+++ EXCERPT +++
TL;DR Writing OCaml PPX rewriters is hard work. There is a complicated infrastructure that is hard to explain, there are multiple such incompatible infrastructures (maybe these are merging?) and it is hard enough that most Ocaml programmers do not write macro-extensions as a part of their projects. I believe that using Camlp5 and pa_ppx can make it easier to write macro-extensions, via:

providing a simple way of thinking about adding your extension to the parsing process.
providing transparent tools (e.g. quotations) for pattern-matching/constructing AST fragments

Explained below in [Macro Extensions with Pa_ppx](#macro-extensions-with-pa_ppx).

The original arguments against Camlp4
The original argument against using Camlp4 as a basis for macro-preprocessing in Ocaml, had several points (I can't find the original document, but from memory):
1. syntax-extension as the basis of macro-extension leads to brittle syntax: multiple syntax extensions often do not combine well.
+++ AVAILABLE DATA +++
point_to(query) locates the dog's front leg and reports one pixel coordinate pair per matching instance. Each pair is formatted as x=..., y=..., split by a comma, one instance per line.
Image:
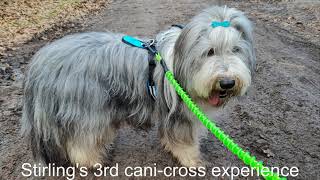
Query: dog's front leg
x=182, y=139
+++
§ **REQUEST A**
Answer these questions using the excerpt on OCaml PPX rewriters:
(i) Which two tools does the author believe can make writing macro-extensions easier?
(ii) What example does it give of a transparent tool for pattern-matching and constructing AST fragments?
(iii) Under the first point against Camlp4, what often fails to combine well?
§ **REQUEST B**
Can you extend the excerpt on OCaml PPX rewriters, picking up right after its last sentence?
This data has no connection to the excerpt on OCaml PPX rewriters.

§ **TASK OUTPUT A**
(i) Camlp5 and pa_ppx
(ii) Quotations
(iii) Multiple syntax extensions

§ **TASK OUTPUT B**
2. a different AST type than the Ocaml AST
3. a different parsing/pretty-printing infrastructure, which must be maintained alongside of Ocaml's own parser/pretty-printer.
4. A new and complicated set of APIs are required to write syntax extensions.
To this, I'll add
1. Camlp4 was forked from Camlp5, things were changed, and hence, Camlp4 lost the contribution of its original author. Hence, maintaining Camlp4 was always labor that fell on the Ocaml team. [Maybe this doesn't matter, but it counts for something.]
Assessing the arguments, with some hindsight
1. syntax-extension as the basis of macro-extension leads to brittle syntax: multiple syntax extensions often do not combine well.
  
  In retrospect, this is quite valid: even if one prefers and enjoys LL(1) grammars and parsing, when multiple authors write grammar-extensions which are only combined by third-party projects, the conditions are perfect for chaos, and of a sort that project-authors simply shouldn't have to sort out. And this chaos is of a different form, than merely having two PPX rewriters use the same attribute/extension-names (which is, arguably, easily detectable with some straightforward predeclaration).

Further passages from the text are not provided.